### Work to complete
Gather every line in the listing below that contains the word "pumpkin", and copy each one word for word.
______________________________
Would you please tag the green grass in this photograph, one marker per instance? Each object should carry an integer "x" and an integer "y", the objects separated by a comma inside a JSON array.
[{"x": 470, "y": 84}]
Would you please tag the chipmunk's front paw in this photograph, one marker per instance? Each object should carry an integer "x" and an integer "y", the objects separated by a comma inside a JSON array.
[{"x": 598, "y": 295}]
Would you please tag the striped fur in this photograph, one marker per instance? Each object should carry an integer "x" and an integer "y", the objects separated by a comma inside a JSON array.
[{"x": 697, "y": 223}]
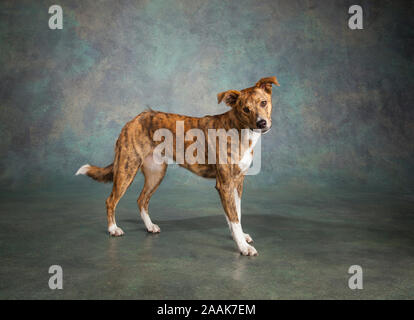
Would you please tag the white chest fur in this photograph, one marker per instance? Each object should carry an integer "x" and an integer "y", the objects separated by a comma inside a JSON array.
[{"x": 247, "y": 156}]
______________________________
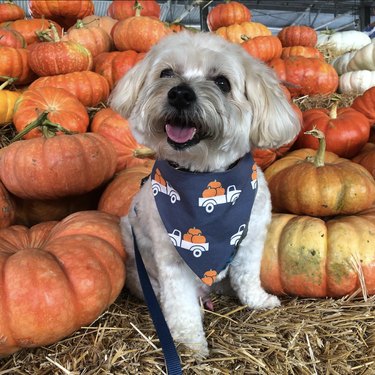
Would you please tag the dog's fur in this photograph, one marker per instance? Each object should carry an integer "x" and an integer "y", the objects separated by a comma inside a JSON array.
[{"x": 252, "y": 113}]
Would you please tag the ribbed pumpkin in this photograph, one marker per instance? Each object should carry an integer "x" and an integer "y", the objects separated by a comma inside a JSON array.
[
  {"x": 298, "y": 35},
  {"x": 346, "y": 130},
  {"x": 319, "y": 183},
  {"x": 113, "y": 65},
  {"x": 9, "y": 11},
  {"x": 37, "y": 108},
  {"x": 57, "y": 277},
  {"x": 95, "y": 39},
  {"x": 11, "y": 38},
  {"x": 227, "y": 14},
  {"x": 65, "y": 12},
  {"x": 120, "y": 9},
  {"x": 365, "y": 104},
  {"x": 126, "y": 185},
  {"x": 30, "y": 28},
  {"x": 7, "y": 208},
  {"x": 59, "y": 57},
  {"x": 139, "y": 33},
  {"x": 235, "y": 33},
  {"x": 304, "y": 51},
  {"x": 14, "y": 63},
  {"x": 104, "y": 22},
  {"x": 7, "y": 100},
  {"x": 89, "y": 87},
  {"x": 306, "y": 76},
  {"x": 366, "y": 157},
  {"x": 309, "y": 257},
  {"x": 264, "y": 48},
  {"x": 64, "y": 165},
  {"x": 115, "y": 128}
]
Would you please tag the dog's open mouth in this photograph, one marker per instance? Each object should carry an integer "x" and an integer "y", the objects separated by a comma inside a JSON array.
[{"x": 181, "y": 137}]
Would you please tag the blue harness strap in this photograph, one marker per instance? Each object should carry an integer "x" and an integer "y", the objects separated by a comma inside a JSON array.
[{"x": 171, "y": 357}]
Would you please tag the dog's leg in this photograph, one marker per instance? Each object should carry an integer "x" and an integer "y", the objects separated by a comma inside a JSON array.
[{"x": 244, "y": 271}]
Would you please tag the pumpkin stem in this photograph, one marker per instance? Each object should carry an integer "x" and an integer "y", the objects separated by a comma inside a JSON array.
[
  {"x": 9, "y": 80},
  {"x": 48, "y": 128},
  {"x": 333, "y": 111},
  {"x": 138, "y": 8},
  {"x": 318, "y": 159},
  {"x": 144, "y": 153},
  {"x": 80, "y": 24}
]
______________________________
### Task answer
Would you please tag the ribbed pumpkin in this photograph, one marker per instance? Each object should carry an integer "x" and an integer "y", the objects separated by a comma inside a JSON array.
Would you please tag the pumpkin stem in this photograph, one marker per instance? Each object should carry an integer "x" and an integer "y", the objects separated by a comma inside a JSON array.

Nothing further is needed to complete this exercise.